- Your assignment -
Return the stretch of the bionic-eye article below from "After the operation, surgeons" through "to step outside.", copied word for word.

- Given text -
“Honest to God, that felt like Christmas Day”: Blind woman with bionic eye on what it’s like to read a clock again

It had been over a decade since she was able to see clearly into the world. Retinitis pigmentosa, an inherited disease, had caused Rhian Lewis’s eyes to deteriorate since she was five years old—leaving the 49-year-old with complete blindness in her right eye and very limited sight in the other, as she worked and tended to her two children in Cardiff, Wales every day.

This summer, though, Lewis got the news of a lifetime. She would be the first person in the UK to receive the world’s most advanced bionic eye, which has so far only been tested in Germany.

The three-millimeter device—made by German firm Retina Implant AG and surgically placed into Lewis’s right eye by doctors at Oxford’s John Radcliffe Hospital in an operation in June that lasted over six hours—replaces an eye’s natural light-sensitive retinal cells, and connects to a small computer that sits under a wearer’s skin by the ear. When the system is turned on with a magnetic coil, the bionic eye sends signals to the optic nerve and brain.

“I was absolutely terrified, because I didn’t know what to expect at all,” Lewis says about the procedure in a forthcoming (Jan. 6) episode of the BBC’s Trust Me, I’m a Doctor.

After the operation, surgeons switched the coil on and asked Lewis if she could see flashing lights on a computer; she could. Though she couldn’t distinguish specific objects on the first day, her abilities were much improved on the second try—enough for her to step outside.

Robert McLaren, an Oxford professor who is leading the research on the subject, called the process one of “rehabilitation,” since wearers of the technology basically have to reactivate a part of the brain that’s been put out of use for more than 10 years.

- Dataset extract -

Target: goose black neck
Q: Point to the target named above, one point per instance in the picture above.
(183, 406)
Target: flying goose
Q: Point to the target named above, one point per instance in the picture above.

- Response below -
After the operation, surgeons switched the coil on and asked Lewis if she could see flashing lights on a computer; she could. Though she couldn’t distinguish specific objects on the first day, her abilities were much improved on the second try—enough for her to step outside.